[Article]:
((

Thomas Richter wrote:
| Basically, it boils down to: Only a single core can use AmigaOs, and that is it. |
If we would only buy CPUs from MOto yes. But as we have full control of the HW we can try to work around this. What do you think? Thomas Richter wrote:
| Second problem: Interrupts. Who is handling an interrupt, please? |
The first CPU core and only the first. Thomas Richter wrote:
| Alternative solution two: Live with the restriction that any secondary core has to stay away from the system libraries (possible exception: math stuff that doesn't call anything else), and provide a very simple library or device interface that allows to off-load purely computational tasks to a second core. Fire off the core, let it run, collect results later: SendIO() with io->io_Request = CMD_COMPUTE. (-; |
Yes, I agree that this is a way to go forward. That is basically what I was thinking for a simple solution. Do you see more stumple stones other than FORBID?
| |
SID Hervé France
| | Posts 666 01 Sep 2010 17:27
| Third proposal : As suggested by Gunnar, a hardware solution with the help of Thomas (thank you). Every application (including the OS) is executed by one core. The use of additional core is left to the discretion of the application (SO, not OS) (so we will laugh). In critical cases previously reported by Thomas (thanks again), an interface, layer or other hardware (name it as you want) is developed accordingly. Too easy... What is (are) the problem(s)?(I'll make coffee, who wants coffee?)

))

[Data shown]:
((

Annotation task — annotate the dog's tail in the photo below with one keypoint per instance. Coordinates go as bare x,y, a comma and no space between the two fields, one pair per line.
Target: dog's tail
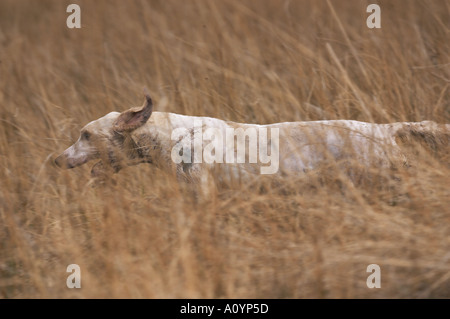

))

[Problems]:
**a.** Answer the following about the forum thread on multi-core AmigaOS, please:
(i) Which CPU core handles an interrupt, according to the reply?
(ii) In the second alternative solution, what value is assigned to io->io_Request?
(iii) Under the third proposal, what decides the use of additional cores?
**b.** Carry on the forum thread about running AmigaOS on more than one CPU core, picking up after its last post.

[Outputs for the tasks]:
**a.**
(i) The first CPU core, and only the first.
(ii) CMD_COMPUTE.
(iii) The application (not the OS).

**b.**
| |
Gunnar von Boehn Germany
| | (Moderator) Posts 5775 01 Sep 2010 17:31
| SID Hervé wrote:
| Third proposal : As suggested by Gunnar, a hardware solution with the help of Thomas (thank you). Every application (including the OS) is executed by one core. The use of additional core is left to the discretion of the application (SO, not OS) (so we will laugh). In critical cases previously reported Thomas (thanks again), an interface, layer or other hardware (name it as you want) is developed accordingly. Too easy... What is (are) the problem(s)?
|
Can you rephrase your post please? I do not understand what you ask.
| |
SID Hervé France
| | Posts 666 01 Sep 2010 17:43
| Gunnar von Boehn wrote:
| Can you rephrase your post please? I do not understand what you ask.
|
I try to say that "how does the material" should not affect the OS.Anyway, a kind of filter (placed between the OS and the 68k) should manage critical situations. Mercis
| |
Marcel Verdaasdonk Netherlands
| | Posts 3991 01 Sep 2010 18:23
| n cores would add n interrupts with would halt the main CPU several times. Then another question which would have priority over the other? The Idea slave is bad. if you would use a clone core to do loop and repeatative task acceleration you would cause less trouble.(suffice it be independent) IMHO i think it is more important to actually finish the 68050 core and then start work on the 68070 as this would be a clean and clear solution.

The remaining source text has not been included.